■ Exercise objective
Which lines in the entries below contain the string "mountain"? Pull out every one of them, treating uppercase and lowercase as different.

■ Data to use
------------
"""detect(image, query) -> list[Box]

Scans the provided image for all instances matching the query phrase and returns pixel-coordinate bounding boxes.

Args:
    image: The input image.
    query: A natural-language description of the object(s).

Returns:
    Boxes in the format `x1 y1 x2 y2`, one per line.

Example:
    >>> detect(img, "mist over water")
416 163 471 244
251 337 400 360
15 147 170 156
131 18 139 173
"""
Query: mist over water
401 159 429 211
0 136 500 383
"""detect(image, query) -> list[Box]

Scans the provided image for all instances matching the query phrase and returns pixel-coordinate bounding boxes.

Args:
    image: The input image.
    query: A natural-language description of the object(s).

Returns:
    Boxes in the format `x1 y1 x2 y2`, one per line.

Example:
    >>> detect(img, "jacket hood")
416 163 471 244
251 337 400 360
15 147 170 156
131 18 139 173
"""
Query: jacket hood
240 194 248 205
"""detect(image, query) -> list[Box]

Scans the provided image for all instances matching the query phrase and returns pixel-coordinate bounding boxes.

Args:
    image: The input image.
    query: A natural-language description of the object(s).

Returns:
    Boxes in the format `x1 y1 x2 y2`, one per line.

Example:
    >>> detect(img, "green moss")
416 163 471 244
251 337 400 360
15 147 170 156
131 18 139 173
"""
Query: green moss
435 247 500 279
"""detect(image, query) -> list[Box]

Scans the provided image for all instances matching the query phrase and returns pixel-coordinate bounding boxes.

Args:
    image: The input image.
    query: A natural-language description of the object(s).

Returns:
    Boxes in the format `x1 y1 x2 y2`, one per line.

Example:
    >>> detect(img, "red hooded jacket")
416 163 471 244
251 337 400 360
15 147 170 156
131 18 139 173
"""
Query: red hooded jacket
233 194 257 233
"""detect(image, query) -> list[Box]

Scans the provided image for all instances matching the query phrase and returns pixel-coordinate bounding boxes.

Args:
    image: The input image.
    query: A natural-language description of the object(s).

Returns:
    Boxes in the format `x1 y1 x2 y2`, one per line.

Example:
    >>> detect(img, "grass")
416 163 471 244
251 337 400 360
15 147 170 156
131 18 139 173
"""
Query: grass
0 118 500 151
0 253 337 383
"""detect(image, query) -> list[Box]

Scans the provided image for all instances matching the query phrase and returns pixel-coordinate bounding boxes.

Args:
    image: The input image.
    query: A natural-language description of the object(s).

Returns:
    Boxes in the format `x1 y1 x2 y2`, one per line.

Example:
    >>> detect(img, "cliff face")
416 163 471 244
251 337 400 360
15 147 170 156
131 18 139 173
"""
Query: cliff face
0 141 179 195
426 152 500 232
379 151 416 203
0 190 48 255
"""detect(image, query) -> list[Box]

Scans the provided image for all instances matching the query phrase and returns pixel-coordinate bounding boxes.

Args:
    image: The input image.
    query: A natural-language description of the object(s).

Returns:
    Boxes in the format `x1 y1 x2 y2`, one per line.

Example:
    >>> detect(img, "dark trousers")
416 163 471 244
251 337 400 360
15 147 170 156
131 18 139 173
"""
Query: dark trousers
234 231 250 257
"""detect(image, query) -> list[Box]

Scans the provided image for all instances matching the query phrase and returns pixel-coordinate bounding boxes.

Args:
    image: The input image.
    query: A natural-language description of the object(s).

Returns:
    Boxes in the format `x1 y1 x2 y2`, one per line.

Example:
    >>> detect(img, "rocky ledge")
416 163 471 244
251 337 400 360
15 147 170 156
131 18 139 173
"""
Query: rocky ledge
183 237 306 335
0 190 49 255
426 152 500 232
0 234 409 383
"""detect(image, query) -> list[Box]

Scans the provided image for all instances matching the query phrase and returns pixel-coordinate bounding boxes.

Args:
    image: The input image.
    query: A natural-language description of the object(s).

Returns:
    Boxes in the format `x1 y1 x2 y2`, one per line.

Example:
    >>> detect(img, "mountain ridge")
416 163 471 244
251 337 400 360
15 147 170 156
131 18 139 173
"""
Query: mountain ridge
------------
■ Result for this exercise
    >>> detect(img, "mountain ridge")
Query: mountain ridge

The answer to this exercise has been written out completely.